### [ASSIGNMENT]
Lines that include the string "locate" are the ones to copy from the entries below.

### [SOURCE INFORMATION]
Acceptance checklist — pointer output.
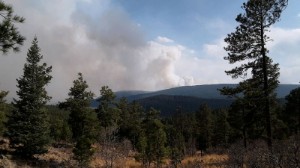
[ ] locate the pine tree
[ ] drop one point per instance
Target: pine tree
(28, 127)
(3, 109)
(153, 139)
(204, 127)
(10, 37)
(292, 111)
(248, 42)
(82, 120)
(107, 112)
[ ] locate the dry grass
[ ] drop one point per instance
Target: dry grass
(62, 157)
(209, 161)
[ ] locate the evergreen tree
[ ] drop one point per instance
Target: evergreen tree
(248, 42)
(82, 119)
(107, 112)
(291, 114)
(131, 115)
(204, 127)
(3, 105)
(153, 139)
(10, 38)
(28, 127)
(220, 133)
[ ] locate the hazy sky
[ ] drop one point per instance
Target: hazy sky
(140, 44)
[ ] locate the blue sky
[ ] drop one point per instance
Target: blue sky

### [SOLUTION]
[ ] locate the pine tree
[ ] locate the dry grass
[ ] locate the evergreen tree
[ ] locate the hazy sky
[ ] locate the blue sky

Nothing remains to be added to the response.